### Work instruction
All of the lines below should be output exactly as shown.

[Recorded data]

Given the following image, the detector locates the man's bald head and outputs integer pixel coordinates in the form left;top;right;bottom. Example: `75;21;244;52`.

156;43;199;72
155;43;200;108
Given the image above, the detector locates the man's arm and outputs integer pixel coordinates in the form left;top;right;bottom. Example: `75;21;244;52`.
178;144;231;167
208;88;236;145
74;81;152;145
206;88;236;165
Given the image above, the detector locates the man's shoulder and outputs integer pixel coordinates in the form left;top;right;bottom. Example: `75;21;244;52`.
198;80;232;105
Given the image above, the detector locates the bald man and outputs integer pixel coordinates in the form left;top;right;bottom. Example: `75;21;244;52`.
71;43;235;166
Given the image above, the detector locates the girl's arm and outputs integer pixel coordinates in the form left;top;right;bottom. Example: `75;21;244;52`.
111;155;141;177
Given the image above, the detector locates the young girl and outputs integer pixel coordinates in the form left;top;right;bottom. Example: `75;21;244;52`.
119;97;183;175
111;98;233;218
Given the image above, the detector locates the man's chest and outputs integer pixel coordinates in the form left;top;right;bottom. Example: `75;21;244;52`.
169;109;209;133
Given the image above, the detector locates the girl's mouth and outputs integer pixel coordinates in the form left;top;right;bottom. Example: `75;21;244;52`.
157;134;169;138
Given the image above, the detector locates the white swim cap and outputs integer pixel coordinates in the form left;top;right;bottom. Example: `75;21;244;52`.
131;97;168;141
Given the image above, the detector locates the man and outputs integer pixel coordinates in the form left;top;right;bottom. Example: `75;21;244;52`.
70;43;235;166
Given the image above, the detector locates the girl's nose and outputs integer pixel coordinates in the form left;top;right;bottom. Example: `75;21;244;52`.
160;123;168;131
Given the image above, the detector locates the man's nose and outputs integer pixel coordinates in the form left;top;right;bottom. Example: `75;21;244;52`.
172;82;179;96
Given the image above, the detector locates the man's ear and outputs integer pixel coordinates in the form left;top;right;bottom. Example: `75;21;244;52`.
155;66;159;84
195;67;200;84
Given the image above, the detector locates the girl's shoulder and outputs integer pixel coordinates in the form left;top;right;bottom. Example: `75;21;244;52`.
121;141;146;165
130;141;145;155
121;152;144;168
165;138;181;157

### Solved problem
Given the following image, the detector locates the man's bald head and outputs integer pixel coordinates in the form left;top;right;bottom. Example: `75;21;244;52`.

156;43;199;72
155;43;200;108
Given the image above, the detector locates the man's arm and outputs integer pixel coordinates in the form left;top;right;bottom. Example: `75;21;244;52`.
178;144;231;167
208;88;236;145
74;81;152;145
206;88;236;165
Given the image above, the detector locates the man's shoulder and outputs integer pixel coordinates in the form left;top;right;bottom. Example: `75;21;244;52`.
198;80;232;105
Given the image above, the detector locates the bald man and outputs integer pixel coordinates in the form left;top;right;bottom. Example: `75;21;244;52`.
71;43;235;166
Given the image above, the detector locates the girl's arm and outputs integer pixel coordinates in the form left;top;right;bottom. Example: `75;21;244;52`.
111;155;141;177
Given the image above, the detector locates the young girl and outputs integer pixel coordinates in the form left;top;right;bottom. Example: `75;21;244;52`.
119;97;183;175
111;98;233;218
Given the image above, the detector locates the man's chest and outputs integer pixel coordinates in the form left;top;right;bottom. Example: `75;21;244;52`.
169;109;209;133
Given the image above, the detector locates the girl's mouth and outputs integer pixel coordinates in the form left;top;right;bottom. Example: `75;21;244;52`.
157;134;169;138
Given the image above, the detector locates the white swim cap and outputs integer pixel coordinates in the form left;top;right;bottom. Example: `75;21;244;52`.
131;97;168;141
Given the image above, the detector locates the man and outputs integer pixel coordinates in the form left;top;right;bottom. Example: `75;21;244;52`.
70;43;235;166
Given the image above, the detector locates the girl's nose and outputs integer pixel coordinates in the form left;top;right;bottom. Example: `75;21;244;52`.
160;123;168;131
Given the image above, the detector locates the man's nose and outputs integer pixel coordinates in the form left;top;right;bottom. Example: `75;21;244;52`.
172;82;179;96
Given the image above, the detector locates the man's ear and outputs integer pixel coordinates in the form left;top;right;bottom. Example: `75;21;244;52`.
155;66;159;84
195;67;200;84
Given the image above, the detector locates the girl's shoulder and outputs integer pixel coordinates in the form left;top;right;bottom. Example: `75;21;244;52`.
121;141;146;165
130;141;145;155
121;152;144;168
165;138;181;157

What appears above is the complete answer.